##### EXTRACTED MATERIAL #####

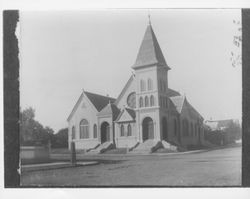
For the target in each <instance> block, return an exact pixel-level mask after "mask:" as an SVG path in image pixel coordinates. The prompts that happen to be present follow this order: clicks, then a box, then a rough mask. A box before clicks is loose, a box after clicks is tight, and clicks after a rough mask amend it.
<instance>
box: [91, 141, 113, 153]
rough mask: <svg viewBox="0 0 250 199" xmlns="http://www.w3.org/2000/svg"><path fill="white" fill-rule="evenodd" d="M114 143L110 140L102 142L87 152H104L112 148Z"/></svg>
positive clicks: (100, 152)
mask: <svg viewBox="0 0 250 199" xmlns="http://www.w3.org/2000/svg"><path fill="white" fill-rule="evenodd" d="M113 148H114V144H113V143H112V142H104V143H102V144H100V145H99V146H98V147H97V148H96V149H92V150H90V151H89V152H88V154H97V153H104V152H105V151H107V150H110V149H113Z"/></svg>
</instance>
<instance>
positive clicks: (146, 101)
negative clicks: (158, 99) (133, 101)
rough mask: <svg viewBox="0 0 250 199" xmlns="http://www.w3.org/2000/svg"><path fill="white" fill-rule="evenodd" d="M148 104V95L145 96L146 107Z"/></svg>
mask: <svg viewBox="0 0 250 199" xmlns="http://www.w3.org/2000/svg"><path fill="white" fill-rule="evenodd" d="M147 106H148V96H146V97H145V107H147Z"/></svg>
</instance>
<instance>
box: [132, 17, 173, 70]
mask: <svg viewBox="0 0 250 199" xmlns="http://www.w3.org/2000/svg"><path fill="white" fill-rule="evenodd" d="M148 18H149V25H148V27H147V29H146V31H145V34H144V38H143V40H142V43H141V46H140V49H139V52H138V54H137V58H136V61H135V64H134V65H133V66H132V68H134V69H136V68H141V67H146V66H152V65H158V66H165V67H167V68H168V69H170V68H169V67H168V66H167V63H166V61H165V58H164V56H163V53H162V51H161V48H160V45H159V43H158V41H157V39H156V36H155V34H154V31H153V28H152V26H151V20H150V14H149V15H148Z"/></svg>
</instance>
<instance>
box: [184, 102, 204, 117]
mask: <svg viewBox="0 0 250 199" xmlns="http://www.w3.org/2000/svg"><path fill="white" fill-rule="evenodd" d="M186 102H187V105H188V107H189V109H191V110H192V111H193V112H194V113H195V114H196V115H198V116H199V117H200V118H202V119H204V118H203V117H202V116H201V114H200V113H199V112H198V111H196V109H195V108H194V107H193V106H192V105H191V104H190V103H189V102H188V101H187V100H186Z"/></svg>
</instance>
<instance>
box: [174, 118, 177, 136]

#####

— TASK TO COMPLETE —
State how many lines of the data above contain the word "clicks", giving only the number.

— WRITTEN ANSWER —
4